# [Records from a collection]

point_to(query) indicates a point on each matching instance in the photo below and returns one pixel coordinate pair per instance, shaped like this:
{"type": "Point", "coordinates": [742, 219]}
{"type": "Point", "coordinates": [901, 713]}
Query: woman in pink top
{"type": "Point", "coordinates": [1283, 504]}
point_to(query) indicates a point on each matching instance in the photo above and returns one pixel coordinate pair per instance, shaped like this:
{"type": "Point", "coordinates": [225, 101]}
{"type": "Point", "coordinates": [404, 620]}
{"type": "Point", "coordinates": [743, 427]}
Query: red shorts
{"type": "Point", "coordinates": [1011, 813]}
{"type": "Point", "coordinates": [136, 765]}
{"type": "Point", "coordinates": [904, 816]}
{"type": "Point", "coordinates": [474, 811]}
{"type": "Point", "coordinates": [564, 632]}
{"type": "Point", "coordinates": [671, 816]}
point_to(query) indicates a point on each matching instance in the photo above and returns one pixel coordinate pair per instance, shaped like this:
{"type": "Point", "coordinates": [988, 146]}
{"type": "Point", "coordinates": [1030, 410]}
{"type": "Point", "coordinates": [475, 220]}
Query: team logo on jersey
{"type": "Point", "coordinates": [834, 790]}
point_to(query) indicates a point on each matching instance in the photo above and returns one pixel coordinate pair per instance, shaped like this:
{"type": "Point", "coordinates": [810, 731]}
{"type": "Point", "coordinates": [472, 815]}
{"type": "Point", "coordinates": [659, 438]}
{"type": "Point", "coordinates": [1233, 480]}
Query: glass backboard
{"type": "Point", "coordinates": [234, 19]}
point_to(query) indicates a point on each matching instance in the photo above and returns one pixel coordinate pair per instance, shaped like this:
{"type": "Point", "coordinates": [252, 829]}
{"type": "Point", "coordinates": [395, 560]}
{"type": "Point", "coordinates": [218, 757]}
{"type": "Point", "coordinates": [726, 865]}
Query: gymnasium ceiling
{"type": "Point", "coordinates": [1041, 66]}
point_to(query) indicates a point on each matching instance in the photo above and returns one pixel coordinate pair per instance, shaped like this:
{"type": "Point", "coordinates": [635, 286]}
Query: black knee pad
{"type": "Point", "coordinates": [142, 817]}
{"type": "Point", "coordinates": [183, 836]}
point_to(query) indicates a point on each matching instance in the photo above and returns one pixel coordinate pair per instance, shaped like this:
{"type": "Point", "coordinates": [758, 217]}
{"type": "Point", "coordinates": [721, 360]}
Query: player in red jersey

# [WORK REQUEST]
Print all of the data exactly as it stands above.

# [PROBLEM SOLUTION]
point_to(query) indicates a point on each matching instance in the photo below and returns one pixel coordinate pair per instance, shaped like this:
{"type": "Point", "coordinates": [742, 219]}
{"type": "Point", "coordinates": [901, 713]}
Query: woman in pink top
{"type": "Point", "coordinates": [1283, 504]}
point_to(query) indicates a point on each matching instance in the photo above and returns one pixel coordinate pair per instance, shaped like this:
{"type": "Point", "coordinates": [225, 101]}
{"type": "Point", "coordinates": [404, 620]}
{"type": "Point", "coordinates": [743, 427]}
Query: red shorts
{"type": "Point", "coordinates": [1011, 813]}
{"type": "Point", "coordinates": [136, 765]}
{"type": "Point", "coordinates": [904, 816]}
{"type": "Point", "coordinates": [474, 811]}
{"type": "Point", "coordinates": [564, 632]}
{"type": "Point", "coordinates": [671, 816]}
point_to(query) indicates a point on each matching instance in the photo above and returns one pixel coordinate pair per instance, shaped like this:
{"type": "Point", "coordinates": [988, 146]}
{"type": "Point", "coordinates": [1030, 410]}
{"type": "Point", "coordinates": [475, 220]}
Query: team logo on jersey
{"type": "Point", "coordinates": [834, 790]}
point_to(query) indicates a point on each matching instance in the photo above and returns one pixel coordinate pair per instance, shaped like this:
{"type": "Point", "coordinates": [810, 731]}
{"type": "Point", "coordinates": [472, 815]}
{"type": "Point", "coordinates": [659, 438]}
{"type": "Point", "coordinates": [1233, 480]}
Query: glass backboard
{"type": "Point", "coordinates": [234, 19]}
point_to(query) indicates a point on each matching instance in the photo above and returns one pixel coordinate pair per instance, shaped like this:
{"type": "Point", "coordinates": [252, 829]}
{"type": "Point", "coordinates": [395, 560]}
{"type": "Point", "coordinates": [218, 757]}
{"type": "Point", "coordinates": [726, 865]}
Query: gymnasium ceiling
{"type": "Point", "coordinates": [1041, 66]}
point_to(query) indicates a point on each matching instance in the photo above and returns one pixel coordinate pair per instance, shaped like this:
{"type": "Point", "coordinates": [635, 286]}
Query: black knee pad
{"type": "Point", "coordinates": [142, 817]}
{"type": "Point", "coordinates": [183, 836]}
point_to(query) indicates a point on each matching instance in the photo above and returns one pixel coordinate pair per instance, shaped like this:
{"type": "Point", "coordinates": [758, 217]}
{"type": "Point", "coordinates": [721, 360]}
Query: player in red jersey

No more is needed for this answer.